O QUE PRODUZIR ::
Filtre a listagem abaixo e copie cada linha que contenha a palavra "rough". Diferencie maiúsculas de minúsculas.

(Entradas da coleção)
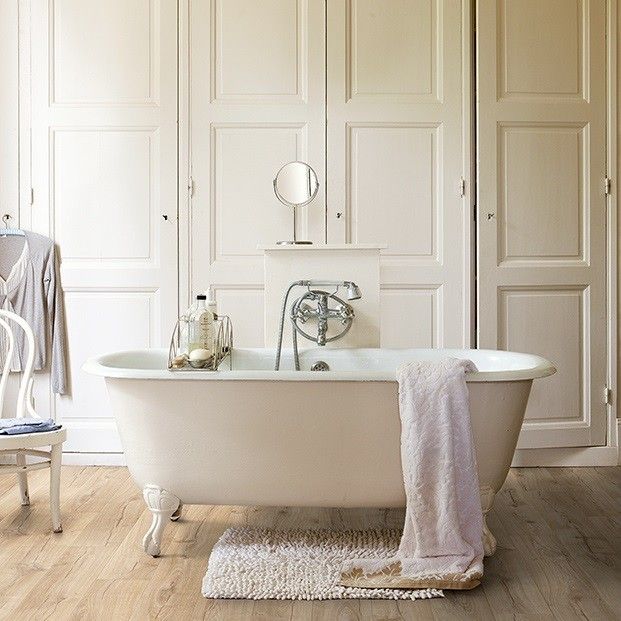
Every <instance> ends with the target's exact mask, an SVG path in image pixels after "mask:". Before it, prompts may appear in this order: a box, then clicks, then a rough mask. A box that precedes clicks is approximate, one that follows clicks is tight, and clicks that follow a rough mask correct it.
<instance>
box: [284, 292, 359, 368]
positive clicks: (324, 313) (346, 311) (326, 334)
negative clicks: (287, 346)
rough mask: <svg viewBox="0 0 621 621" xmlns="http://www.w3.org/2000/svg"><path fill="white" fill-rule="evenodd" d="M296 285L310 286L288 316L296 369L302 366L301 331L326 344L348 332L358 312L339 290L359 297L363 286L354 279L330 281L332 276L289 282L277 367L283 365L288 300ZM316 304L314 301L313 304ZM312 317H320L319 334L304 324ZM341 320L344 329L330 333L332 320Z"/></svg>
mask: <svg viewBox="0 0 621 621" xmlns="http://www.w3.org/2000/svg"><path fill="white" fill-rule="evenodd" d="M294 287H307V289H308V291H307V292H306V293H304V294H303V295H301V296H300V297H299V298H298V299H297V300H295V301H294V302H293V304H292V305H291V312H290V315H289V318H290V319H291V327H292V333H293V358H294V362H295V369H296V371H299V370H300V357H299V350H298V338H297V335H298V333H299V334H301V335H302V336H303V337H304V338H306V339H308V340H309V341H314V342H316V343H317V345H319V346H323V345H325V344H326V343H330V342H331V341H336V340H337V339H340V338H342V337H343V336H345V334H347V332H348V331H349V329H350V328H351V325H352V323H353V321H354V317H355V313H354V309H353V308H352V306H351V305H350V304H348V303H347V302H345V301H344V300H342V299H341V298H340V297H338V296H337V295H336V294H337V292H338V290H339V289H340V288H341V287H344V288H345V289H346V297H347V300H358V299H360V297H362V294H361V293H360V289H359V287H358V285H356V283H355V282H353V281H351V280H342V281H331V280H323V281H321V280H297V281H295V282H293V283H291V284H290V285H289V288H288V289H287V291H286V293H285V297H284V299H283V304H282V310H281V316H280V328H279V332H278V346H277V349H276V363H275V366H274V368H275V370H276V371H278V370H279V369H280V358H281V353H282V341H283V336H284V328H285V314H286V312H287V302H288V300H289V294H290V293H291V290H292V289H293V288H294ZM314 287H334V288H335V289H334V291H333V292H332V293H329V292H328V291H324V290H322V289H315V288H314ZM330 302H334V303H335V306H334V307H330ZM313 304H315V305H313ZM309 319H316V320H317V334H316V335H311V334H309V333H308V332H307V331H305V330H304V329H303V328H302V327H301V326H302V325H304V324H305V323H306V322H307V321H308V320H309ZM334 320H338V321H339V323H340V325H341V326H342V329H341V331H340V332H338V333H337V334H335V335H333V336H328V326H329V322H330V321H334Z"/></svg>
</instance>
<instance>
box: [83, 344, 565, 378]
mask: <svg viewBox="0 0 621 621" xmlns="http://www.w3.org/2000/svg"><path fill="white" fill-rule="evenodd" d="M238 349H239V350H245V351H265V352H270V351H273V350H272V349H270V348H238ZM361 349H362V350H368V349H373V348H361ZM376 349H385V350H387V351H395V352H398V351H401V350H399V349H396V348H376ZM405 349H408V350H411V351H416V348H405ZM442 350H443V351H446V352H447V356H450V355H451V354H453V355H455V357H458V356H456V354H458V353H460V352H461V353H462V354H463V353H464V352H467V351H470V349H448V348H446V349H445V348H443V349H442ZM419 351H421V352H422V351H429V350H427V349H419ZM473 351H477V352H480V353H490V354H494V353H502V354H503V356H510V355H517V356H520V357H521V356H525V357H527V358H528V359H530V360H531V361H532V363H533V364H534V366H532V367H527V368H524V369H513V370H510V369H507V370H502V369H500V370H494V371H477V372H474V373H467V374H466V381H467V382H507V381H525V380H534V379H539V378H542V377H548V376H550V375H553V374H554V373H556V367H555V366H554V365H553V364H552V363H551V362H550V361H549V360H546V359H545V358H543V357H541V356H537V355H535V354H523V353H521V352H508V351H503V350H493V349H477V350H473ZM147 352H148V353H150V354H157V355H161V356H162V358H163V360H166V359H167V357H168V351H167V350H166V349H164V348H149V349H133V350H123V351H114V352H109V353H106V354H102V355H100V356H94V357H92V358H89V359H88V360H87V361H86V362H85V363H84V365H83V366H82V370H83V371H85V372H86V373H89V374H91V375H98V376H100V377H109V378H116V379H142V380H144V379H152V380H191V381H240V380H246V381H275V382H278V381H300V382H305V381H306V382H307V381H323V382H326V381H327V382H330V381H335V382H356V381H364V382H387V381H388V382H390V381H392V382H396V381H397V378H396V374H395V371H371V370H357V371H323V372H318V371H295V370H281V371H274V370H250V369H239V370H235V369H233V370H232V371H230V370H228V369H227V368H224V369H222V370H220V371H216V372H210V371H170V370H168V369H167V368H163V369H140V368H135V367H119V366H111V365H110V364H109V362H110V361H111V359H112V358H113V357H118V356H119V355H123V356H134V355H135V356H140V355H144V354H145V353H147ZM233 355H235V352H233ZM226 364H227V363H226V362H225V363H224V365H225V367H226ZM233 366H235V361H234V359H233Z"/></svg>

RESULTADO DA TAREFA ::
Every <instance> ends with the target's exact mask, an SVG path in image pixels after "mask:". Before it, prompts may appear in this order: a box, then clicks, then a rough mask. A box that precedes clicks is approximate, one that follows clicks is tight, and clicks that follow a rough mask correct it.
rough mask: <svg viewBox="0 0 621 621" xmlns="http://www.w3.org/2000/svg"><path fill="white" fill-rule="evenodd" d="M296 285L310 286L288 316L296 369L302 366L301 331L326 344L348 332L358 312L339 290L359 297L363 286L354 279L330 281L332 276L289 282L277 367L283 365L288 300ZM316 304L314 301L313 304ZM312 317H320L319 334L304 324ZM341 320L344 329L330 333L332 320Z"/></svg>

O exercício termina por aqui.